▶ _Page text_:
The clause also says:— Provided that no such remuneration shall be by way of commission in respect of sales of intoxicating liquor. What is the good of that except as eyewash? Supposing that no liquor is sold, how are you going to get the money to pay the interest on your borrowed money? And if no liquor is sold there is nothing for these people to do. Are you going to keep them there at the expense of the State, and pay them wages? Of course they must see that people will come into their places to buy what they have to sell, unless you are going to say to them: As long as this does not produce anything, we will pay you a salary, but if you try to sell liquor, and there is anything for you to do, we will get rid of you. Then Clause 6 says that:— no person shall without the authority in writing of the Board or except in accordance with any conditions attached by the Board under this Act to such authority sell or distribute any intoxicating liquor in the area, and no licence for the sale of intoxicating liquor shall without such authority be granted or renewed in respect of any premises within the area: I do, I must admit, have a whisky and soda for dinner, and in order to have a whisky and soda you must have some whisky, but in the area in which I live, as I read the clause, nobody would be able to sell me a bottle of whisky.


May I point out to the noble Lord that line 5 of this clause says: "without the authority in writing of the Board."

▶ _Task details_:
Answer these questions from the debate passage:
1. Under the proviso, remuneration may not be paid by way of what?
2. What does the speaker admit to having for dinner?
3. Which line of the clause does the reply point to, and what words from it are quoted?

▶ _Data section_:
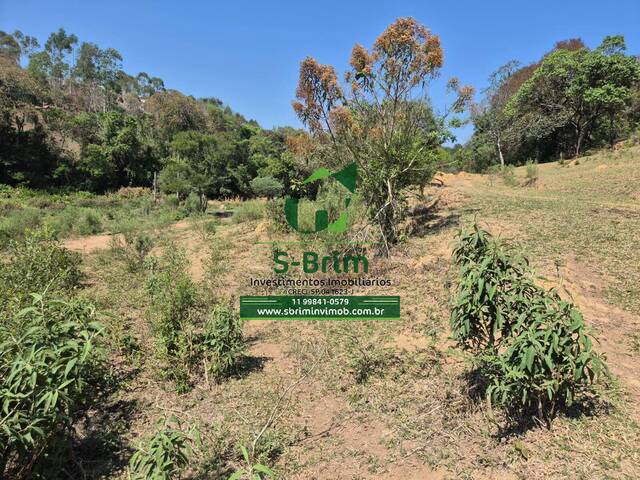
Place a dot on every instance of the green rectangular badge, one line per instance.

▶ _Answer to this problem_:
1. Commission in respect of sales of intoxicating liquor.
2. A whisky and soda.
3. Line 5, quoting "without the authority in writing of the Board."